All records, minus the pictures: write them out exactly.

━━━━━━━━

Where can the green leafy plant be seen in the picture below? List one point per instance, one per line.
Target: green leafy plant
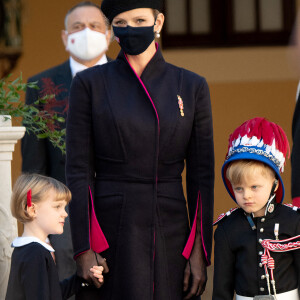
(36, 120)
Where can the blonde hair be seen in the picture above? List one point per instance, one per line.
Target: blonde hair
(239, 169)
(39, 185)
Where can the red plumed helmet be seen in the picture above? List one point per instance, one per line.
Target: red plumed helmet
(261, 140)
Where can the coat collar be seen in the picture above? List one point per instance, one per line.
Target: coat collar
(23, 241)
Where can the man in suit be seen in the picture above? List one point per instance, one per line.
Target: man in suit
(86, 38)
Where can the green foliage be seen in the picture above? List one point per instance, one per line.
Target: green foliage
(36, 120)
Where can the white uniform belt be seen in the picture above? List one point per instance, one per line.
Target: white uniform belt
(291, 295)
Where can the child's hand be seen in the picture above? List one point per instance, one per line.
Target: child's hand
(97, 272)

━━━━━━━━

▸ SOLUTION:
Where can the green leafy plant be seen in the picture below? List one point per instance, one per line.
Target: green leafy plant
(36, 120)
Where can the blonde hair be seen in the picture above? List one point per instance, one per line.
Target: blonde hair
(239, 169)
(39, 185)
Where can the red plumed helmet be seen in the picture above? List one point per instance, one per line.
Target: red plumed helmet
(261, 140)
Where can the coat collar be seen in the picture above? List one point per instance, one per line.
Target: coat collar
(23, 241)
Where can the man in suit be seen in the picture above? List one point per instance, one per line.
Target: man in suit
(86, 38)
Where can the green foliage be seen in the picture above? List one point per instance, one per line.
Target: green foliage
(36, 120)
Where can the white uniform belt be seen in the picture above? List one point per instance, one per line.
Target: white uniform belt
(291, 295)
Where can the child's hand be seen in the picture above? List one point per instance, one per line.
Target: child's hand
(97, 272)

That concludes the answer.